+++ SOURCE RECORDS

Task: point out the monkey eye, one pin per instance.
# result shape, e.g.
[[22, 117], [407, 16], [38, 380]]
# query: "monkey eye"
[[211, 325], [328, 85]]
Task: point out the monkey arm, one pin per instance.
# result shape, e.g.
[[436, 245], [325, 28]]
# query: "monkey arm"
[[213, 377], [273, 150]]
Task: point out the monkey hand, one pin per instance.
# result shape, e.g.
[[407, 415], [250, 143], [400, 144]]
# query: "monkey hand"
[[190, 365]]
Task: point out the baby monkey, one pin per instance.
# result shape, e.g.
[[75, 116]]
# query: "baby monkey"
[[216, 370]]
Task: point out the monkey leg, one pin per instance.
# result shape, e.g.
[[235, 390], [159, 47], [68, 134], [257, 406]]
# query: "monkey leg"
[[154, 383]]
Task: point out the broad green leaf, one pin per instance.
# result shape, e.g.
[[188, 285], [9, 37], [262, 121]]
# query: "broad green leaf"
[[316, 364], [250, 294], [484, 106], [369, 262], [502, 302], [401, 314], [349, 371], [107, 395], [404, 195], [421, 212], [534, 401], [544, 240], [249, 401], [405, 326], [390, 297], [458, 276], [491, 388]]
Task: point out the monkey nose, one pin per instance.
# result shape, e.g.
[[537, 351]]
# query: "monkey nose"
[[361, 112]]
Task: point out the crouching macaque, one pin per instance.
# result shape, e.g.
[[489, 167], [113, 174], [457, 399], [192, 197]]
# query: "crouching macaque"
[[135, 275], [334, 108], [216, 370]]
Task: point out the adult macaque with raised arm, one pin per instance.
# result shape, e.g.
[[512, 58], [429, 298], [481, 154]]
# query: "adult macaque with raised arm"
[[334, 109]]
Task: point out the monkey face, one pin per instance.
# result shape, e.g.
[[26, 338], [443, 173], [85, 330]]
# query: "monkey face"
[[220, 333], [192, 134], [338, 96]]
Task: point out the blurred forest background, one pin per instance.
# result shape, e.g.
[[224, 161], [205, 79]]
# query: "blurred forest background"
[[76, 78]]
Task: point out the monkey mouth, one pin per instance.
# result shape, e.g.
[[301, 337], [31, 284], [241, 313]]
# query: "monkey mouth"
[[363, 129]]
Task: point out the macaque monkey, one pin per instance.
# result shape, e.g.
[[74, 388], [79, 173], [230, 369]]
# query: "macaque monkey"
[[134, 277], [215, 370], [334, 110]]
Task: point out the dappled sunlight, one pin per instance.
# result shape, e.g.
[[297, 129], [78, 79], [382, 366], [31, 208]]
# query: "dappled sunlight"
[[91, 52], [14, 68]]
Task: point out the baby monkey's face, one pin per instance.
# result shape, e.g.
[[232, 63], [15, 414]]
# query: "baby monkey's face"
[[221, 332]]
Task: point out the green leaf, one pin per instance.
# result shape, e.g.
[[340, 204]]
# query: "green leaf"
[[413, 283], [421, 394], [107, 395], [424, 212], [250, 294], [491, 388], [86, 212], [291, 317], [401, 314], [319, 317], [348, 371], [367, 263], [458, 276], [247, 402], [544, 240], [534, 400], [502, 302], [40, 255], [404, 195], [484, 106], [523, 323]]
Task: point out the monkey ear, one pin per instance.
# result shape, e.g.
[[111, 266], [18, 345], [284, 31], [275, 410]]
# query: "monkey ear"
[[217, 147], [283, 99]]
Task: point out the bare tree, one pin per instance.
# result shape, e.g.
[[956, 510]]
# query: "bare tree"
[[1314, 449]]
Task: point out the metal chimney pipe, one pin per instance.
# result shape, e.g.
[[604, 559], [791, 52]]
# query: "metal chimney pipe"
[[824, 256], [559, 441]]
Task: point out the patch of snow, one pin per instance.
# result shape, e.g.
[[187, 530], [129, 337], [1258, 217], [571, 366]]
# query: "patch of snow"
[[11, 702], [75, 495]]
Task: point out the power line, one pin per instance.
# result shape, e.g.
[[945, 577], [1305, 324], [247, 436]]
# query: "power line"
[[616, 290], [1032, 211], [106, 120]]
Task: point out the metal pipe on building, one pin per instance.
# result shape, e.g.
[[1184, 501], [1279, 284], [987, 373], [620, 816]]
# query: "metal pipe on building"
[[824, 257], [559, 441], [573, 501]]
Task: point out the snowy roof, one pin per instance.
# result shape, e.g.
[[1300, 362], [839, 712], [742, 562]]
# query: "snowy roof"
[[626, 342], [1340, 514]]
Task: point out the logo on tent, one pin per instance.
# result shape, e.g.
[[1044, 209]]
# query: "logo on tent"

++++++

* **WHAT YOU SHOULD DO**: Tally the lines of the data that contain the word "tent", and give only that tally.

* **RESPONSE BELOW**: 2